Work to complete:
Reproduce the records word for word, from their first line through the line that contains "top-left (1, 149), bottom-right (288, 191)", including both of those lines.

=== Data excerpts ===

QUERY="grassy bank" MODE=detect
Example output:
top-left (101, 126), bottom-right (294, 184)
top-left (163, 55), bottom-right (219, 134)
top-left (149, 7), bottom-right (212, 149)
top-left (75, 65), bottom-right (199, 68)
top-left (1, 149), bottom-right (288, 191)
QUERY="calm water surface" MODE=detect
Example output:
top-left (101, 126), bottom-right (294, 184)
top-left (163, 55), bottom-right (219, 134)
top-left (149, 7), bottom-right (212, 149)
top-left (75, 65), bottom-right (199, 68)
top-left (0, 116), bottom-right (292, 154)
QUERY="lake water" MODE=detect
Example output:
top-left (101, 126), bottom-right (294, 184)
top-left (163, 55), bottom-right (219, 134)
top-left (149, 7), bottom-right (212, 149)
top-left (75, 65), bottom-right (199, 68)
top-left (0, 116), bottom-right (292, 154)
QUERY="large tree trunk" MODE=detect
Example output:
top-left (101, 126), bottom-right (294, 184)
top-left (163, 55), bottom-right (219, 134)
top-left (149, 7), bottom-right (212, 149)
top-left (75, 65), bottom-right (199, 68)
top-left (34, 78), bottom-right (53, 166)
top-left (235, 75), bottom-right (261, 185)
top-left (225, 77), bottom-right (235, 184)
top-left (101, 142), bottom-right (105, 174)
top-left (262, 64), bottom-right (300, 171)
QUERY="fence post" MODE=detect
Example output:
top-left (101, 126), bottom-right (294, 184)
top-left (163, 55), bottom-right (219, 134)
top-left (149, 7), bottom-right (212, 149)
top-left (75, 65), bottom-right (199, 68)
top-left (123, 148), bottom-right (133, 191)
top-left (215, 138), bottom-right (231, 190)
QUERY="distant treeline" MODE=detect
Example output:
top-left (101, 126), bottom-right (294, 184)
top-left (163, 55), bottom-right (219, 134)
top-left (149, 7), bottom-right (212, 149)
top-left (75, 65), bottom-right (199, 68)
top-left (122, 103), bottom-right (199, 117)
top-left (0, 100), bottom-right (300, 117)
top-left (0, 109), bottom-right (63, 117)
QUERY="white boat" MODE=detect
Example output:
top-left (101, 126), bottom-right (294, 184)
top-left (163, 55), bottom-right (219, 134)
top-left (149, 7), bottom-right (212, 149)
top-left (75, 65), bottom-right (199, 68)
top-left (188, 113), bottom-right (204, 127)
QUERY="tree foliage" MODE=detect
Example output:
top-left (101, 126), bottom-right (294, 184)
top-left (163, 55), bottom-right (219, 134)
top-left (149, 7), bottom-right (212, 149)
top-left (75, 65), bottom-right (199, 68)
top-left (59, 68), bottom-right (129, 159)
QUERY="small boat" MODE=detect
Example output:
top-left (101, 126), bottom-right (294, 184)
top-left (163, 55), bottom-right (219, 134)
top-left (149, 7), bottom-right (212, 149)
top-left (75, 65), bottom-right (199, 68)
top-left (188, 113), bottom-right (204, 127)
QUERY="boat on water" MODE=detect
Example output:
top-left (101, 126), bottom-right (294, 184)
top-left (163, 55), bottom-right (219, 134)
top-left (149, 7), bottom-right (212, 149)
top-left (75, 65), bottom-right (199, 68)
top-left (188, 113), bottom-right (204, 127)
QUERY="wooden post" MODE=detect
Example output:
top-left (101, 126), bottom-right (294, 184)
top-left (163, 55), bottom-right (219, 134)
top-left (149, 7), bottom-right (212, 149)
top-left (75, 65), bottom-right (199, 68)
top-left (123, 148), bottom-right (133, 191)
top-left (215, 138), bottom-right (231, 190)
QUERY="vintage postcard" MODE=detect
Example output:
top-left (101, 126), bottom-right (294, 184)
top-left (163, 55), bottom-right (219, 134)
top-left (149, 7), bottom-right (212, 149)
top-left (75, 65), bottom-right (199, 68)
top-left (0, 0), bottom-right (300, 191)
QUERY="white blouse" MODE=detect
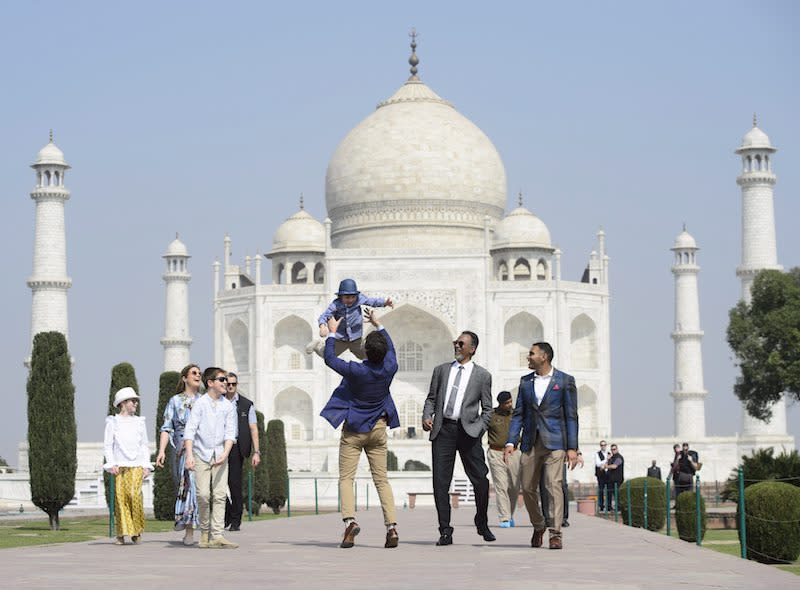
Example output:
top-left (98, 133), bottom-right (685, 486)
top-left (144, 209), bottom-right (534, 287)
top-left (103, 415), bottom-right (152, 471)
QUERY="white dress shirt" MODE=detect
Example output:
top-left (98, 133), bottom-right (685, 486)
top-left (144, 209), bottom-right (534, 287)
top-left (183, 393), bottom-right (237, 463)
top-left (442, 361), bottom-right (475, 420)
top-left (533, 367), bottom-right (553, 405)
top-left (103, 415), bottom-right (151, 471)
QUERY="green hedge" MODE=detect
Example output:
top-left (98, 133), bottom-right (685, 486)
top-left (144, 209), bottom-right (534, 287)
top-left (736, 481), bottom-right (800, 563)
top-left (619, 477), bottom-right (667, 531)
top-left (675, 492), bottom-right (708, 543)
top-left (265, 420), bottom-right (289, 514)
top-left (242, 411), bottom-right (269, 516)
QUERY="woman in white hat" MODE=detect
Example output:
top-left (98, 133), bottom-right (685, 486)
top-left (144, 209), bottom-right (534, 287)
top-left (103, 387), bottom-right (150, 545)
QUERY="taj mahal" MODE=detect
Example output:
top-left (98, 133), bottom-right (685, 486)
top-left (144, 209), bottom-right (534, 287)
top-left (6, 42), bottom-right (795, 508)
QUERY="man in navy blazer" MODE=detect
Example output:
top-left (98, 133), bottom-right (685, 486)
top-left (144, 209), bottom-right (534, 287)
top-left (505, 342), bottom-right (578, 549)
top-left (320, 309), bottom-right (400, 549)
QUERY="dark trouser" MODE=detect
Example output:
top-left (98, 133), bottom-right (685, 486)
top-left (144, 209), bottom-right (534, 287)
top-left (606, 481), bottom-right (622, 512)
top-left (539, 463), bottom-right (569, 528)
top-left (431, 419), bottom-right (489, 534)
top-left (225, 444), bottom-right (244, 526)
top-left (597, 471), bottom-right (610, 512)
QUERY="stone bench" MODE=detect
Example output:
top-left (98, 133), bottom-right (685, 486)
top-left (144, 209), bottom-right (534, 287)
top-left (408, 492), bottom-right (460, 510)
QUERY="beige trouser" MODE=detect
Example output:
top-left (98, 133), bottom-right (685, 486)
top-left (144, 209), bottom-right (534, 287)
top-left (522, 438), bottom-right (567, 535)
top-left (486, 449), bottom-right (522, 522)
top-left (194, 455), bottom-right (228, 539)
top-left (314, 338), bottom-right (366, 361)
top-left (339, 418), bottom-right (397, 525)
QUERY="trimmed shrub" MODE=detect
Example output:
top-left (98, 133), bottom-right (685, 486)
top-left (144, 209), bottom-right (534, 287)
top-left (619, 477), bottom-right (667, 531)
top-left (152, 371), bottom-right (181, 520)
top-left (386, 451), bottom-right (399, 471)
top-left (722, 447), bottom-right (800, 502)
top-left (403, 459), bottom-right (431, 471)
top-left (242, 410), bottom-right (269, 516)
top-left (265, 420), bottom-right (289, 514)
top-left (675, 492), bottom-right (707, 543)
top-left (103, 363), bottom-right (141, 506)
top-left (736, 481), bottom-right (800, 563)
top-left (28, 332), bottom-right (78, 530)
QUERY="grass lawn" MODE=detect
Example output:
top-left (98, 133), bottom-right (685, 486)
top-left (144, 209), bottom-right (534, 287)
top-left (670, 529), bottom-right (800, 576)
top-left (0, 510), bottom-right (313, 549)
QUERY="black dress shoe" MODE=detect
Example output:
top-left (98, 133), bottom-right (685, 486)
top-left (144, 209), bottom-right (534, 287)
top-left (478, 527), bottom-right (497, 541)
top-left (436, 533), bottom-right (453, 547)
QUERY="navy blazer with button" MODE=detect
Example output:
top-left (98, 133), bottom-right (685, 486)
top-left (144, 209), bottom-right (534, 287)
top-left (508, 369), bottom-right (578, 453)
top-left (320, 329), bottom-right (400, 432)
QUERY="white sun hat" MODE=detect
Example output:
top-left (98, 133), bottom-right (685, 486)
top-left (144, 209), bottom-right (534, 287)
top-left (114, 387), bottom-right (140, 408)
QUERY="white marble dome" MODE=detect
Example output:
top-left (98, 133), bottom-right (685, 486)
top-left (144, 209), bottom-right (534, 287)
top-left (672, 229), bottom-right (697, 250)
top-left (33, 140), bottom-right (69, 167)
top-left (164, 234), bottom-right (189, 257)
top-left (492, 206), bottom-right (553, 250)
top-left (737, 125), bottom-right (774, 151)
top-left (270, 209), bottom-right (325, 254)
top-left (325, 76), bottom-right (506, 248)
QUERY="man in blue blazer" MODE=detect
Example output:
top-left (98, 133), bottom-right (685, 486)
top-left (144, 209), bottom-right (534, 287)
top-left (505, 342), bottom-right (578, 549)
top-left (320, 309), bottom-right (400, 549)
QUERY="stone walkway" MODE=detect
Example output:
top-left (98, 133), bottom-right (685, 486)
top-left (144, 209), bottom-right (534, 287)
top-left (0, 507), bottom-right (800, 590)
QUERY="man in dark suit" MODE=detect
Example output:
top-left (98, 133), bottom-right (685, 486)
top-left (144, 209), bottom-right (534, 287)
top-left (422, 332), bottom-right (495, 545)
top-left (505, 342), bottom-right (578, 549)
top-left (225, 373), bottom-right (261, 531)
top-left (320, 309), bottom-right (400, 549)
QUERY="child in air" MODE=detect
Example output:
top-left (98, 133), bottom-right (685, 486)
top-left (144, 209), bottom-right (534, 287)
top-left (306, 279), bottom-right (394, 360)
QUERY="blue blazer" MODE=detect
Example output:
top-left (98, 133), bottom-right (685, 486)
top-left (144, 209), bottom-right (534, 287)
top-left (320, 329), bottom-right (400, 432)
top-left (508, 369), bottom-right (578, 452)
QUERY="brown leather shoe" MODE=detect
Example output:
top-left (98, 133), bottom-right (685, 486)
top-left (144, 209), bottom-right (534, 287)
top-left (384, 527), bottom-right (400, 549)
top-left (531, 529), bottom-right (544, 547)
top-left (339, 521), bottom-right (361, 549)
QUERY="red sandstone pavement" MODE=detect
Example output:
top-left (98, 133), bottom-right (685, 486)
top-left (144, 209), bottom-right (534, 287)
top-left (0, 507), bottom-right (800, 590)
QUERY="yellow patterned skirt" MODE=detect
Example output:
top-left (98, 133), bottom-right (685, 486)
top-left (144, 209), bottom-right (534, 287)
top-left (114, 467), bottom-right (144, 537)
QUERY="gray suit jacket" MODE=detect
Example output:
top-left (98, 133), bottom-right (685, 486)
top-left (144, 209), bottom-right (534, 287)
top-left (422, 362), bottom-right (493, 440)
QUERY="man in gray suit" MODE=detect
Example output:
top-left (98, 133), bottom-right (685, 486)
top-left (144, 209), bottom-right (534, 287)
top-left (422, 332), bottom-right (495, 545)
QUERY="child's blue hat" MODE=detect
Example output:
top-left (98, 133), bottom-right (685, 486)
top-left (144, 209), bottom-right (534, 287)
top-left (336, 279), bottom-right (358, 295)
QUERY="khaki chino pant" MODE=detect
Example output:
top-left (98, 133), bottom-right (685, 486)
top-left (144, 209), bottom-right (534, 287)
top-left (486, 449), bottom-right (522, 522)
top-left (522, 437), bottom-right (567, 535)
top-left (194, 455), bottom-right (228, 540)
top-left (339, 418), bottom-right (397, 525)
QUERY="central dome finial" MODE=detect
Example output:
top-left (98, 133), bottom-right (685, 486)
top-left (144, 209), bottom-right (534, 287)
top-left (408, 28), bottom-right (419, 81)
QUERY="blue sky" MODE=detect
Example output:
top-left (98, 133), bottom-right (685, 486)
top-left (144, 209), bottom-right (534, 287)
top-left (0, 1), bottom-right (800, 463)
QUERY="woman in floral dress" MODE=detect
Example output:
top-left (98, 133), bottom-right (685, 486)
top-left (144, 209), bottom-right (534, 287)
top-left (156, 365), bottom-right (201, 545)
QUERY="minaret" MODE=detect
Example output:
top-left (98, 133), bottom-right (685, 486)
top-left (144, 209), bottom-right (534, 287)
top-left (25, 130), bottom-right (72, 365)
top-left (736, 115), bottom-right (786, 436)
top-left (671, 226), bottom-right (708, 441)
top-left (161, 234), bottom-right (192, 371)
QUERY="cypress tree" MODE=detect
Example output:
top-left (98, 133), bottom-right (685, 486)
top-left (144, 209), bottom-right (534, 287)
top-left (152, 371), bottom-right (181, 520)
top-left (103, 363), bottom-right (142, 506)
top-left (265, 420), bottom-right (289, 514)
top-left (28, 332), bottom-right (78, 530)
top-left (242, 411), bottom-right (269, 515)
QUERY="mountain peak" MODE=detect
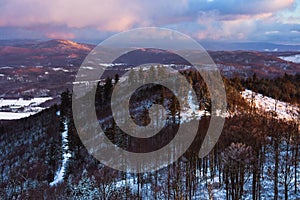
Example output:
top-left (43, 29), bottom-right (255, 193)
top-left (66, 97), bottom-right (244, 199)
top-left (36, 39), bottom-right (92, 51)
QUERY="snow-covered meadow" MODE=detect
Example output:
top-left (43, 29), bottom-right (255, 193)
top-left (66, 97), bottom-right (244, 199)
top-left (0, 97), bottom-right (52, 120)
top-left (279, 54), bottom-right (300, 63)
top-left (241, 90), bottom-right (300, 121)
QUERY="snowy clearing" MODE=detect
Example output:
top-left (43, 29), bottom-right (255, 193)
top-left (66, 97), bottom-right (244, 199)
top-left (278, 54), bottom-right (300, 63)
top-left (0, 97), bottom-right (52, 120)
top-left (241, 90), bottom-right (300, 121)
top-left (50, 119), bottom-right (71, 186)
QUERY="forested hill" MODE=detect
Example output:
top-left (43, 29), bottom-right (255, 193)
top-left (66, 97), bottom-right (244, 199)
top-left (0, 72), bottom-right (300, 199)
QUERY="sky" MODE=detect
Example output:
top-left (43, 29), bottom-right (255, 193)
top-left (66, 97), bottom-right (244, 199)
top-left (0, 0), bottom-right (300, 44)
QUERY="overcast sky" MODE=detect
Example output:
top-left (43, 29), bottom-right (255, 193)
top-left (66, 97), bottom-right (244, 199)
top-left (0, 0), bottom-right (300, 44)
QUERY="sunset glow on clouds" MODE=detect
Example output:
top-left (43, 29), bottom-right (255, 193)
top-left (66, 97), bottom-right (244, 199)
top-left (0, 0), bottom-right (300, 43)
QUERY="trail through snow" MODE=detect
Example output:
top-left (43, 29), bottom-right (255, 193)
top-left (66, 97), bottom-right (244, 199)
top-left (50, 114), bottom-right (71, 186)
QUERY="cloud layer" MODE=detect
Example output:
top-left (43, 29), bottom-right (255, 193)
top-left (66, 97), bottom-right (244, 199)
top-left (0, 0), bottom-right (300, 40)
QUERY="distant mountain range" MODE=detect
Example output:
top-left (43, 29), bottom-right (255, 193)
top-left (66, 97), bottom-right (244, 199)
top-left (199, 42), bottom-right (300, 52)
top-left (0, 39), bottom-right (300, 52)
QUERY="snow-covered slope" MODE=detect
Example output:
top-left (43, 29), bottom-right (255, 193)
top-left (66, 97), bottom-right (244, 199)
top-left (279, 54), bottom-right (300, 63)
top-left (241, 90), bottom-right (300, 121)
top-left (0, 97), bottom-right (52, 120)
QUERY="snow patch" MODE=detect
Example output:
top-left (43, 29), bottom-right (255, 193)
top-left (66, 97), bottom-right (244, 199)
top-left (50, 122), bottom-right (71, 186)
top-left (241, 90), bottom-right (300, 121)
top-left (278, 54), bottom-right (300, 63)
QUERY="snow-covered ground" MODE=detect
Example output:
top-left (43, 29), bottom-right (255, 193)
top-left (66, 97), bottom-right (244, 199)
top-left (242, 90), bottom-right (300, 121)
top-left (0, 97), bottom-right (52, 120)
top-left (279, 54), bottom-right (300, 63)
top-left (50, 118), bottom-right (71, 186)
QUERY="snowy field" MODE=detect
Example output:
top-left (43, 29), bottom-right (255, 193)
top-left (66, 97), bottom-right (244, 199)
top-left (242, 90), bottom-right (300, 121)
top-left (279, 54), bottom-right (300, 63)
top-left (0, 97), bottom-right (52, 120)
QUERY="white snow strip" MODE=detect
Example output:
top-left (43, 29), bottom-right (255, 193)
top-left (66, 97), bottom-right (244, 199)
top-left (242, 90), bottom-right (300, 121)
top-left (50, 122), bottom-right (71, 186)
top-left (278, 54), bottom-right (300, 63)
top-left (0, 112), bottom-right (36, 120)
top-left (0, 97), bottom-right (52, 107)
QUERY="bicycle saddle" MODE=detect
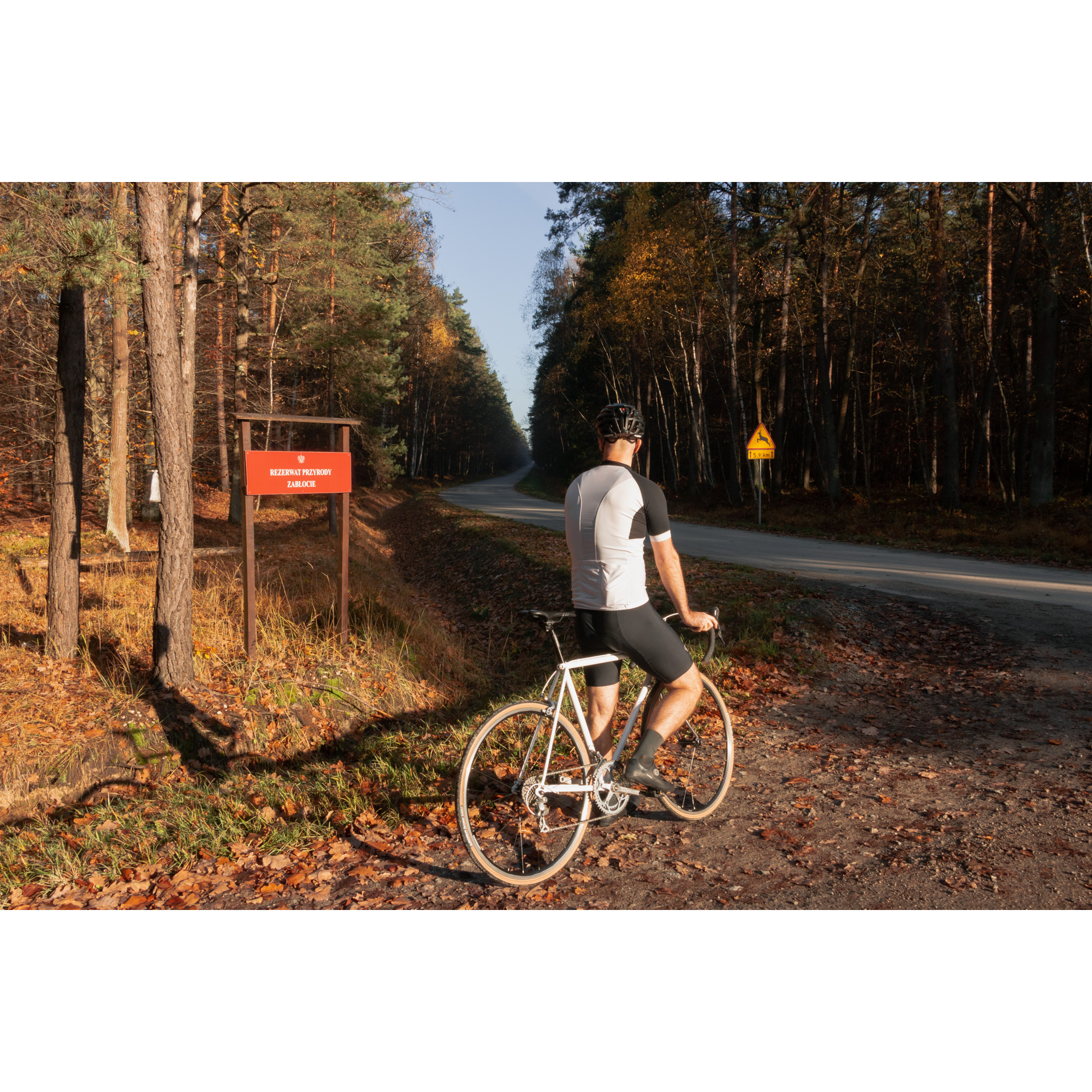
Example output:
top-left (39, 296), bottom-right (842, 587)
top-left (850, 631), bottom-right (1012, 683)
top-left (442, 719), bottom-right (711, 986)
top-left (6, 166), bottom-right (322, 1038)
top-left (520, 610), bottom-right (577, 624)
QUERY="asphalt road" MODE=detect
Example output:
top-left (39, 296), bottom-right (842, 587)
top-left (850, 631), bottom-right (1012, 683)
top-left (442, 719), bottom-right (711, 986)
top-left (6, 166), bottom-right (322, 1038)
top-left (441, 466), bottom-right (1092, 615)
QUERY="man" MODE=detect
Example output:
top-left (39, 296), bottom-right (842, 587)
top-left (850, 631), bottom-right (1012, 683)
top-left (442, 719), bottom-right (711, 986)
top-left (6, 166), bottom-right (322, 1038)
top-left (565, 403), bottom-right (717, 793)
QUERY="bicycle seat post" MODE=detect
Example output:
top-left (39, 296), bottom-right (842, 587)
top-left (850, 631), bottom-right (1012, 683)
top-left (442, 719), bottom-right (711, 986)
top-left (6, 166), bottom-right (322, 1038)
top-left (546, 621), bottom-right (565, 664)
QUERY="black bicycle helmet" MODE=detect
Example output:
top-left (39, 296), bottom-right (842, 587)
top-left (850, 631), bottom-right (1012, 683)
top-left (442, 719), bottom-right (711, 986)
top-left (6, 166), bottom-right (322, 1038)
top-left (595, 402), bottom-right (644, 444)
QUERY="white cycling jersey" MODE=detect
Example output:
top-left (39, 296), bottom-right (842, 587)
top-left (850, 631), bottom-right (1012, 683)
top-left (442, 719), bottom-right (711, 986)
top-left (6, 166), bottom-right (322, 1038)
top-left (565, 461), bottom-right (672, 610)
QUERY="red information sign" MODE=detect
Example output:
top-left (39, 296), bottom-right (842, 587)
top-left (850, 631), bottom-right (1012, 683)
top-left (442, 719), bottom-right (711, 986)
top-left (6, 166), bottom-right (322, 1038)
top-left (246, 451), bottom-right (353, 497)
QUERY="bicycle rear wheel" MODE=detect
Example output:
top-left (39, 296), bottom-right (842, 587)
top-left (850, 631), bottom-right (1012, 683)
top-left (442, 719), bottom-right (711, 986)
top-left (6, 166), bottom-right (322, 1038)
top-left (456, 701), bottom-right (592, 887)
top-left (641, 675), bottom-right (734, 819)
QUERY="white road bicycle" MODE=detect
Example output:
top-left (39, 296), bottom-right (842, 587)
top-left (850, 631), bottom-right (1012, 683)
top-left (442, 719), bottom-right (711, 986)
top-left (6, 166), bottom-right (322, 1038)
top-left (456, 610), bottom-right (733, 886)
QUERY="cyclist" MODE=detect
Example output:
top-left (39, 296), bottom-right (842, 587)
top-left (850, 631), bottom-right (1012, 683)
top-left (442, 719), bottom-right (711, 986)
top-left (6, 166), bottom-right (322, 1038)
top-left (565, 402), bottom-right (717, 793)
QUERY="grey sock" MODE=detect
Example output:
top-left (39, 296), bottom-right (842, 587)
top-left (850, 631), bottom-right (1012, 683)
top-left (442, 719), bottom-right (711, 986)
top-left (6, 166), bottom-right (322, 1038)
top-left (630, 731), bottom-right (664, 769)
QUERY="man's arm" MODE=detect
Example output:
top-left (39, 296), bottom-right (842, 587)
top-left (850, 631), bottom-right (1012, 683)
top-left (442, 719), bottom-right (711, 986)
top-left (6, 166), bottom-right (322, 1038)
top-left (652, 539), bottom-right (717, 630)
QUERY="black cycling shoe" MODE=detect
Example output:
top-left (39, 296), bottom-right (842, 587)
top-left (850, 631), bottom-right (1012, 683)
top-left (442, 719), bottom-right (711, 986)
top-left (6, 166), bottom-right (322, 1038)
top-left (626, 755), bottom-right (679, 795)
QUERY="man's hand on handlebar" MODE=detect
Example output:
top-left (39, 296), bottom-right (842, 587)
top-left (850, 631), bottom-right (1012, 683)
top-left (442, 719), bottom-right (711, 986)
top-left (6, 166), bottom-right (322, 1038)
top-left (679, 610), bottom-right (719, 634)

===

Solution to this exercise:
QUERY="grassy bank" MODE=detect
Example output:
top-left (101, 126), bottom-right (294, 184)
top-left (163, 55), bottom-right (219, 134)
top-left (149, 7), bottom-right (212, 149)
top-left (75, 65), bottom-right (199, 68)
top-left (1, 149), bottom-right (288, 191)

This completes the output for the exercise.